Extrait à lire:
────
Conflit Israël-Iran: nucléaire iranien, Téhéran affaibli... Pourquoi l'État hébreu a-t-il décidé de faire des "frappes préventives"?

Un pompier devant des immeubles détruits après des frappes israéliennes à Téhéran, en Iran, le 13 juin 2025 - MEGHDAD MADADI / TASNIM NEWS / AFP
Israël a annoncé ce vendredi 13 juin avoir mené des frappes dans la nuit contre des sites militaires et nucléaires en Iran. Téhéran a réagi et a commencé à lancer des drones en réponse à cette opération nommée "Lion dressé". Les pays du Golfe craignent de leur côté une escalade des tensions dans la région. Si des attaques israéliennes avaient déjà été menées en 2024, les frappes laissent craindre cette fois un embrasement plus important des tensions au Moyen-Orient.
Le chef d'état-major israélien parle ce vendredi d'une campagne militaire "historique" et "sans précédent" lancée contre l'Iran.
"Il s'agit d'un moment décisif dans l'histoire de l'État d'Israël et dans l'histoire du peuple juif", a également déclaré le ministre israélien de la Défense Israël Katz dans un communiqué.
────
Consigne:
Pouvez-vous reprendre l'extrait sur le conflit Israël-Iran de "Conflit Israël-Iran: nucléaire" jusqu'à "tensions au Moyen-Orient." inclus, en remplaçant "frappes" par "attaques" ?
────
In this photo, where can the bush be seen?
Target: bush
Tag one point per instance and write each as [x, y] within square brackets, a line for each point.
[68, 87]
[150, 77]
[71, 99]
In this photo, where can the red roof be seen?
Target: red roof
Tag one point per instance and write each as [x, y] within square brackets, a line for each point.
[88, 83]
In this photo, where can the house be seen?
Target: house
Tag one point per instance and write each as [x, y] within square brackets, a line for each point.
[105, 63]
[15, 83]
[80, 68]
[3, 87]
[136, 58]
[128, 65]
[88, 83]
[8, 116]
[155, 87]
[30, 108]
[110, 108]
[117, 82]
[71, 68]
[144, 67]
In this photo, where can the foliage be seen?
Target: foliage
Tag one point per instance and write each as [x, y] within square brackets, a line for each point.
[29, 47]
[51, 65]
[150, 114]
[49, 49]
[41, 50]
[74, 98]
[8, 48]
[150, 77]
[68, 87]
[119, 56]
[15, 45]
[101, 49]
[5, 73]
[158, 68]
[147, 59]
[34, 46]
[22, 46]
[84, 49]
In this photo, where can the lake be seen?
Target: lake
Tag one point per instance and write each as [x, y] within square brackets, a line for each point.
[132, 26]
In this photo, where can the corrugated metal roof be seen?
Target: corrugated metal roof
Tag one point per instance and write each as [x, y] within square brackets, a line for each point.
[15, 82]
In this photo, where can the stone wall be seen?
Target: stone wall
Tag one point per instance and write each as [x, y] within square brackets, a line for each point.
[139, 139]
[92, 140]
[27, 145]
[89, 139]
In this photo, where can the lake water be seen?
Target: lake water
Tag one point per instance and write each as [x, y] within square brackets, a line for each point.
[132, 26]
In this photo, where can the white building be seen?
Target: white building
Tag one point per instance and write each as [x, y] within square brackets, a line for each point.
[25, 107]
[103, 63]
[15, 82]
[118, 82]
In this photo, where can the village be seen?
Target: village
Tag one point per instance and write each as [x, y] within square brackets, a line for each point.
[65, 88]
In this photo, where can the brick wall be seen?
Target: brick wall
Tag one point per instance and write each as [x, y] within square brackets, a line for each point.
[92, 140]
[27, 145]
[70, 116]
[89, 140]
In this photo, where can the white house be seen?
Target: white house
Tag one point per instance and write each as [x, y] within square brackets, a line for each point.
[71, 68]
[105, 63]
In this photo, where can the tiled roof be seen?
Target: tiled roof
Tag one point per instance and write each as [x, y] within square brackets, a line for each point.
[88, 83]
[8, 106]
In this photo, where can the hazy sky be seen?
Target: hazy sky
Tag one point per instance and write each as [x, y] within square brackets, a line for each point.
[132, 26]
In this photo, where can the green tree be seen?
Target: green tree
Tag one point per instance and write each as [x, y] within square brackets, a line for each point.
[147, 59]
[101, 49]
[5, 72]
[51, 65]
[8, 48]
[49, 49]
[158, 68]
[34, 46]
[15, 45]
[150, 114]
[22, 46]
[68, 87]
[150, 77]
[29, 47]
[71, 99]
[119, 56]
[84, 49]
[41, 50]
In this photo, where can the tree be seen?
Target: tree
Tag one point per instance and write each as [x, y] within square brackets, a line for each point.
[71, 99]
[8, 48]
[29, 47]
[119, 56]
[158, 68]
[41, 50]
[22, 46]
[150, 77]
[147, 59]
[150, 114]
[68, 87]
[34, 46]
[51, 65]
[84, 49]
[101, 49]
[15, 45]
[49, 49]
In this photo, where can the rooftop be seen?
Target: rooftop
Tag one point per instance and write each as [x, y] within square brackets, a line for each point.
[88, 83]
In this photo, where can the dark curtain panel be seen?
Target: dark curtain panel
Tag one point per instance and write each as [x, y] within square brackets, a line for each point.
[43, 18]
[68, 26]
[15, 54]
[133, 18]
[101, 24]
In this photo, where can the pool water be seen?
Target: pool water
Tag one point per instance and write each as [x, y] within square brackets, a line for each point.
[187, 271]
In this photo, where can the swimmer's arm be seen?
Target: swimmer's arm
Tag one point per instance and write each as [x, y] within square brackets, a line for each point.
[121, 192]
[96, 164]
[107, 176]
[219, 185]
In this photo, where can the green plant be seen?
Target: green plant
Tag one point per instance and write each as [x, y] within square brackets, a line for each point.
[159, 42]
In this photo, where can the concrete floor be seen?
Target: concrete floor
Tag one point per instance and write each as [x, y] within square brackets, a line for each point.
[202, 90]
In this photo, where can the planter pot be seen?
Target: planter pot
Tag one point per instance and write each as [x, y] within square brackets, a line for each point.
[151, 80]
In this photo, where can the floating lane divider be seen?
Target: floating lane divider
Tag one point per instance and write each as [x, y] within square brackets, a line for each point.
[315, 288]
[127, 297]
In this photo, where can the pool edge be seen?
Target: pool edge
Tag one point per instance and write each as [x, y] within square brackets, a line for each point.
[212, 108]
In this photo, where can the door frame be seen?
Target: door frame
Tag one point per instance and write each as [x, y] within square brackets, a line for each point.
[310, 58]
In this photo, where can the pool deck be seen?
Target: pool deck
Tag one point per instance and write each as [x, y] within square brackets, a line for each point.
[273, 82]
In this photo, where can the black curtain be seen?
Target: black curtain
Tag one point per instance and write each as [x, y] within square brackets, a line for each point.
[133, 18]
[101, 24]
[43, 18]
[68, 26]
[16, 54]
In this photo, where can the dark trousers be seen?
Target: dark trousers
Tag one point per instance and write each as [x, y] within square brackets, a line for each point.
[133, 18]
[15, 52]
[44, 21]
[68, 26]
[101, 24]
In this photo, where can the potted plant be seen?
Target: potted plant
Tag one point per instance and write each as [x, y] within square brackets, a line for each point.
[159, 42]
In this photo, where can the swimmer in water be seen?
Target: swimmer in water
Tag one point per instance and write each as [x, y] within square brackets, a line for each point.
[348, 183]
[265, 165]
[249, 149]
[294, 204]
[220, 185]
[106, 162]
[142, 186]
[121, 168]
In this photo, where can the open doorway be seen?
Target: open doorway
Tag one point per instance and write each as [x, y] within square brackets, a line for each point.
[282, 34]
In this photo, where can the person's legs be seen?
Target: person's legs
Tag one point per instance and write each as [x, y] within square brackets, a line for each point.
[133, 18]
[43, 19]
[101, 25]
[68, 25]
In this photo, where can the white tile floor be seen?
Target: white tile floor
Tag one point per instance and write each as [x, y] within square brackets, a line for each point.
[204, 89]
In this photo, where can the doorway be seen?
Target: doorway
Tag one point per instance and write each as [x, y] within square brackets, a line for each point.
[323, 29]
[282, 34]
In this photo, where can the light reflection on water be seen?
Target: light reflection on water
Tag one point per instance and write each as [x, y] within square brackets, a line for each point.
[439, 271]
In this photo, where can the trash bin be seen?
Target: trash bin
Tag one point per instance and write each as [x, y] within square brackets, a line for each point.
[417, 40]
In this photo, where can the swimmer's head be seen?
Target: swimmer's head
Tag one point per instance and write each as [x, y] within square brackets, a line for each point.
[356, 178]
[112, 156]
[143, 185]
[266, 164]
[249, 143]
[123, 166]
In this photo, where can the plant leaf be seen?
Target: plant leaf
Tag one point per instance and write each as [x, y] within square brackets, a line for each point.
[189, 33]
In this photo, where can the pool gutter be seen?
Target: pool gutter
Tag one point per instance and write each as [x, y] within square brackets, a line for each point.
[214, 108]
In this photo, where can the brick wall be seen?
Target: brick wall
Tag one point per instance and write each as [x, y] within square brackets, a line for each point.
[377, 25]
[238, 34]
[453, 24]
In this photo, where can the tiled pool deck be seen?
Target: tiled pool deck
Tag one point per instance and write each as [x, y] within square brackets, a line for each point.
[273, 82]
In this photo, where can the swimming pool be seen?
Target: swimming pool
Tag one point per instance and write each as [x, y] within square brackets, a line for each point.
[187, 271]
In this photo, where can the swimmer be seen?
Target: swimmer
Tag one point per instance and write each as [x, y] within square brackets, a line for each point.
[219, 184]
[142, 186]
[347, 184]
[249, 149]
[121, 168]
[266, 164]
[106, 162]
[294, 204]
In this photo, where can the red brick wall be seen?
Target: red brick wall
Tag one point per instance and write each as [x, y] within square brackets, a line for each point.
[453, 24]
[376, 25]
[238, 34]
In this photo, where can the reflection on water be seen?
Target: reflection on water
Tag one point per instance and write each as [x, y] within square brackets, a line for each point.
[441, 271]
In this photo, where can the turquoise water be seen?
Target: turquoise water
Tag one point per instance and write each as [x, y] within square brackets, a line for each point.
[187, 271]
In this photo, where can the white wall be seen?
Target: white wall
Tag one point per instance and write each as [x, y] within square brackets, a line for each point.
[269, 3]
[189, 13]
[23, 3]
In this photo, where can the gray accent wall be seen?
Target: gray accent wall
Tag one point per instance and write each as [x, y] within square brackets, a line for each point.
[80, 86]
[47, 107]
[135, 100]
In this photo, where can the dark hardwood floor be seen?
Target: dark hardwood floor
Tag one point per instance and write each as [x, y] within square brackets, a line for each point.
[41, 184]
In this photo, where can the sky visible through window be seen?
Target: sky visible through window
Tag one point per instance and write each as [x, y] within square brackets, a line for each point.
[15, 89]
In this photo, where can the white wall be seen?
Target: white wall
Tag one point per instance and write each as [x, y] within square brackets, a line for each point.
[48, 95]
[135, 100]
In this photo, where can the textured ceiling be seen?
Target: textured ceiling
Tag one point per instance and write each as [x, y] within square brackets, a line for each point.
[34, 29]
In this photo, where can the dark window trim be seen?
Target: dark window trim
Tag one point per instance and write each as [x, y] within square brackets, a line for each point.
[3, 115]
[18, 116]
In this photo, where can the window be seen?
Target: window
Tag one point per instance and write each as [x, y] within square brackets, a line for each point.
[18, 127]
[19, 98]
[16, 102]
────
Réponse rédigée:
Conflit Israël-Iran: nucléaire iranien, Téhéran affaibli... Pourquoi l'État hébreu a-t-il décidé de faire des "attaques préventives"?

Un pompier devant des immeubles détruits après des attaques israéliennes à Téhéran, en Iran, le 13 juin 2025 - MEGHDAD MADADI / TASNIM NEWS / AFP
Israël a annoncé ce vendredi 13 juin avoir mené des attaques dans la nuit contre des sites militaires et nucléaires en Iran. Téhéran a réagi et a commencé à lancer des drones en réponse à cette opération nommée "Lion dressé". Les pays du Golfe craignent de leur côté une escalade des tensions dans la région. Si des attaques israéliennes avaient déjà été menées en 2024, les attaques laissent craindre cette fois un embrasement plus important des tensions au Moyen-Orient.